[start EXCERPT PROVIDED]

ESA to present the latest Venus Express results to the media
How has our knowledge of Venus evolved since ESA’s Venus Express spacecraft has been observing Earth’s twin? To answer this question and to present fresh new results concerning our cryptic neighbour, the European Space Agency is inviting the media to attend a press conference to be held at ESA Headquarters in Paris on 28 November.
The launch of Venus Express back in November 2005 represented a major milestone in the exploration of Venus — a planet unvisited by any dedicated spacecraft since the early 1990s.
One of the fundamental questions being addressed by the Venus Express mission is why a world so similar to Earth in mass and size has evolved so differently, to become the noxious and inhospitable planet it is today.
Since it started its scientific observations in July 2006, Venus Express has been making the most detailed study of the planet’s thick and complex atmosphere to date.

[end EXCERPT PROVIDED]
[start STORED RECORDS]

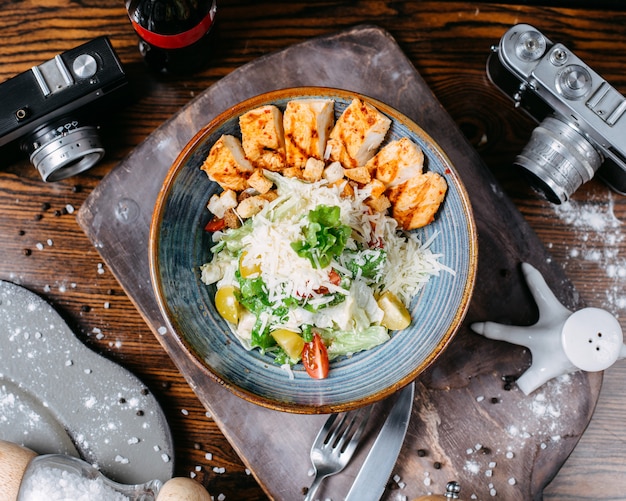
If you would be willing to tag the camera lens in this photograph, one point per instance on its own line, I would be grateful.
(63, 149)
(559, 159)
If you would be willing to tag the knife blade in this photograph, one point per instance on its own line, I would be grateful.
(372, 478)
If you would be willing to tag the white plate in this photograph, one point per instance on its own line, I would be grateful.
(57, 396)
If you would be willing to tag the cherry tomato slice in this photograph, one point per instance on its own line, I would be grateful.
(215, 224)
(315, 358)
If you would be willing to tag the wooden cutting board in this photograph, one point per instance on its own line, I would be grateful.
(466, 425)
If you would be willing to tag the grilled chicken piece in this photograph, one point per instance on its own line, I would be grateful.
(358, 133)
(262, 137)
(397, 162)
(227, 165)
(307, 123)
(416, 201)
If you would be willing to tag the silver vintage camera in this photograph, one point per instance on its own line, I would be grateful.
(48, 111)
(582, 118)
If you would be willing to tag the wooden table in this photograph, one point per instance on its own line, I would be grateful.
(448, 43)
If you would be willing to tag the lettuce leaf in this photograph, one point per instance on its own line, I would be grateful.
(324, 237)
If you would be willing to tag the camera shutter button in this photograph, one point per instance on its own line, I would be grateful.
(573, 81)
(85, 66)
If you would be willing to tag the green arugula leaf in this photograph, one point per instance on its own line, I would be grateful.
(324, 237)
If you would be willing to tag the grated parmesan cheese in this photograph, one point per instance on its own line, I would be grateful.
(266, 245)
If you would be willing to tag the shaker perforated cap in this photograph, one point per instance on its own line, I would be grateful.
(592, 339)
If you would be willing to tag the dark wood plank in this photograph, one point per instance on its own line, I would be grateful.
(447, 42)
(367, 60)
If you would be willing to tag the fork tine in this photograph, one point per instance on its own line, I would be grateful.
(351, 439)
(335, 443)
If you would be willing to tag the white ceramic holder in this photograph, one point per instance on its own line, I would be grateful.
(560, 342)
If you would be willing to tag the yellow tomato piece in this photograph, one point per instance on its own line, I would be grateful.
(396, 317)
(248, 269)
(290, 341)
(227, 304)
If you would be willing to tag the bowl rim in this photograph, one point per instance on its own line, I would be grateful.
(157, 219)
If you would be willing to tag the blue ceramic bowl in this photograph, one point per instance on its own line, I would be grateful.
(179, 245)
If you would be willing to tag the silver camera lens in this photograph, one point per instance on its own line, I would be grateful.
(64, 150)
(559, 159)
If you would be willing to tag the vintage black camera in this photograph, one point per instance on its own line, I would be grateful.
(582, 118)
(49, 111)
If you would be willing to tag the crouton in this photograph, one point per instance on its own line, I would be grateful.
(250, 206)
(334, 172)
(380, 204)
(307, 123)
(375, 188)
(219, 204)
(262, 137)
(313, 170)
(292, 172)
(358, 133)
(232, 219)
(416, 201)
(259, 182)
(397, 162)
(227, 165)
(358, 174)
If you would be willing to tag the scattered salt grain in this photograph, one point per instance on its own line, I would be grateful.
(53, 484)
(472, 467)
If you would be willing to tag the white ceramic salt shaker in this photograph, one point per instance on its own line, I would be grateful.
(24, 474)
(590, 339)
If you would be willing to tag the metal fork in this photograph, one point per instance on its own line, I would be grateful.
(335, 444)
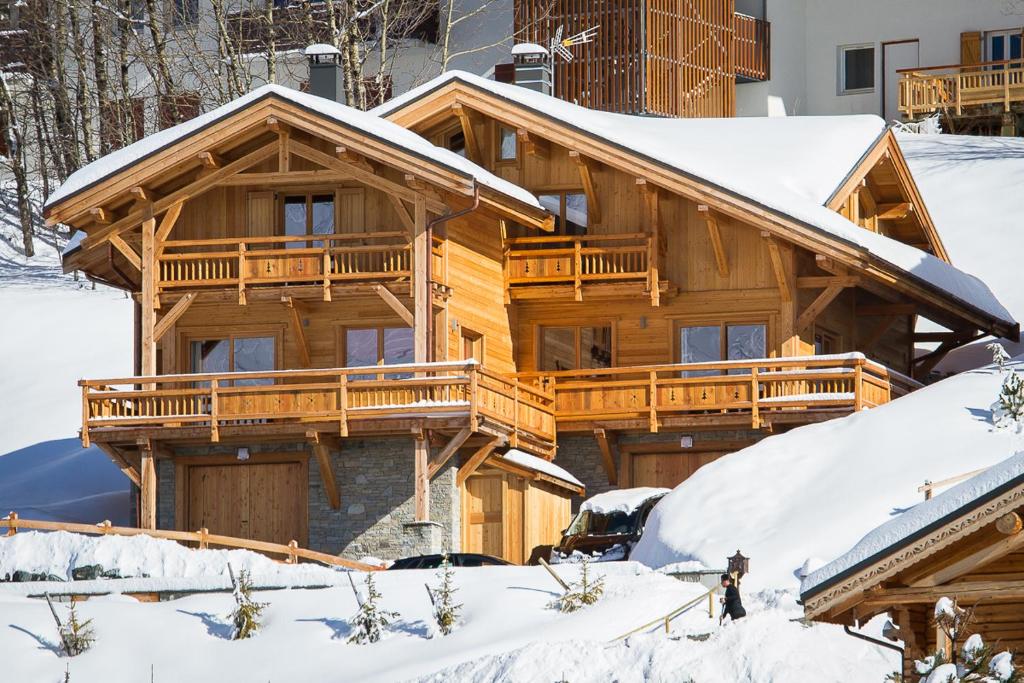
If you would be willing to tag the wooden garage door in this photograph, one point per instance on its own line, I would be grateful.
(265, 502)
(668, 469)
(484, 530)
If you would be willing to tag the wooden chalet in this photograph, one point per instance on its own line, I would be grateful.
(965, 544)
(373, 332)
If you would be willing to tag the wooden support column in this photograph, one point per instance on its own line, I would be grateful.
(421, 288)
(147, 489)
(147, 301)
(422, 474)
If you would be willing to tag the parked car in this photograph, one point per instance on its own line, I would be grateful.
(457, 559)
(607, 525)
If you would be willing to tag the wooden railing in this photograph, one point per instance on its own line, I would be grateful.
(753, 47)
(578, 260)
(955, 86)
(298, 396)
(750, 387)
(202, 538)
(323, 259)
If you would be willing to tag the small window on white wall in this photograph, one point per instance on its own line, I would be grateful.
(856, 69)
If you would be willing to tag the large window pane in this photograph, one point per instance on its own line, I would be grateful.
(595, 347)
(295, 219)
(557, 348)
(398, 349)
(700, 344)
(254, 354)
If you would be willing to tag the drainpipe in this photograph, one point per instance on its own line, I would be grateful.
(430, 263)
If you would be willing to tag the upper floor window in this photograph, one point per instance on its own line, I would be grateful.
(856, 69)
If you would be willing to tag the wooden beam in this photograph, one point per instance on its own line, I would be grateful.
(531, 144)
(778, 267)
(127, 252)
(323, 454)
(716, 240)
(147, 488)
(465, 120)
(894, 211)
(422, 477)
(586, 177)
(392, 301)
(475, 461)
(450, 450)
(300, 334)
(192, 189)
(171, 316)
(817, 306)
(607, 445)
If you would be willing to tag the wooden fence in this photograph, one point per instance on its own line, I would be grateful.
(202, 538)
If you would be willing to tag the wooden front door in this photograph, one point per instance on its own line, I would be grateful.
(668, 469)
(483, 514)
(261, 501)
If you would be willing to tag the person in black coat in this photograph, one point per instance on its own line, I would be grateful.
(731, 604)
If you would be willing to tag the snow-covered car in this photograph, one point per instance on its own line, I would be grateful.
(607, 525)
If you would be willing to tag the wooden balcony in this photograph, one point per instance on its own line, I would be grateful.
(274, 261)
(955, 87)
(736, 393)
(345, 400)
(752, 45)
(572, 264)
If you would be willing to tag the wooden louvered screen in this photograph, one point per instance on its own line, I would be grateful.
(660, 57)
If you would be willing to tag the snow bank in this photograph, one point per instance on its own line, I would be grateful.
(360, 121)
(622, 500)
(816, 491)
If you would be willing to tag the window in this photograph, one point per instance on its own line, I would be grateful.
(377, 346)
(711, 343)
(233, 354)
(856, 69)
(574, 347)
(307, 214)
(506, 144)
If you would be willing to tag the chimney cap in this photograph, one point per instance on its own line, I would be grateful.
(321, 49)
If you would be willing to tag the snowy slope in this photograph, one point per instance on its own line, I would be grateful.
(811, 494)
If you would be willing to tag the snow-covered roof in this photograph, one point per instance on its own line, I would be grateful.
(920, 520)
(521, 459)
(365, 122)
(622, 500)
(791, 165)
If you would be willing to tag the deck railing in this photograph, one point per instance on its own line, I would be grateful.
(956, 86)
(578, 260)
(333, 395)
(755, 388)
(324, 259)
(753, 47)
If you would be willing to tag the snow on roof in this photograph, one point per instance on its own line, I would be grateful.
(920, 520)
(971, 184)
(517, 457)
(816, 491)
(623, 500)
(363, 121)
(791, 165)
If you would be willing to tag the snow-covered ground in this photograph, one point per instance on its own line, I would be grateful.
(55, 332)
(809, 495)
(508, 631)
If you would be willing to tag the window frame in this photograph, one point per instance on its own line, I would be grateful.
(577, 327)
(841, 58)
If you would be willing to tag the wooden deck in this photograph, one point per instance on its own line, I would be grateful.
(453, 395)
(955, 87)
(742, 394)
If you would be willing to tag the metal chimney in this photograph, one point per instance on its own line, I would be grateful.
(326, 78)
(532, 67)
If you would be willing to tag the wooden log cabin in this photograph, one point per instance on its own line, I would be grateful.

[end STORED RECORDS]

■ WHAT YOU WILL DO ■
1 – In the Venus Express press announcement above, rewrite the paragraph beginning "How has our knowledge of Venus evolved" as a short bulleted list that keeps its main facts.
2 – Carry on the Venus Express press announcement above, starting right after its final sentence.

■ ANSWERS BELOW ■
1 –
- ESA is inviting the media to a press conference at its Paris headquarters on 28 November.
- The conference will show how knowledge of Venus has grown since Venus Express began observing the planet.
- It will also present new results about Venus, often called Earth's twin.

2 –
The latest findings not only highlight the features that make Venus unique in the solar system but also provide fresh clues as to how the planet is — despite everything — a more Earth-like planetary neighbour than one could have imagined.
The results will appear in a special section of the 29 November issue of the journal Nature containing nine individual papers devoted to Venus Express science activities.
Media organisations interested in attending the press conference are invited to register via the attached form. Media that cannot attend will have the opportunity to follow the press conference via the following phone line: +33 1 58 99 57 42 (listening-mode only).
The results presented at the press conference are embargoed until 28 November 19:00 CET.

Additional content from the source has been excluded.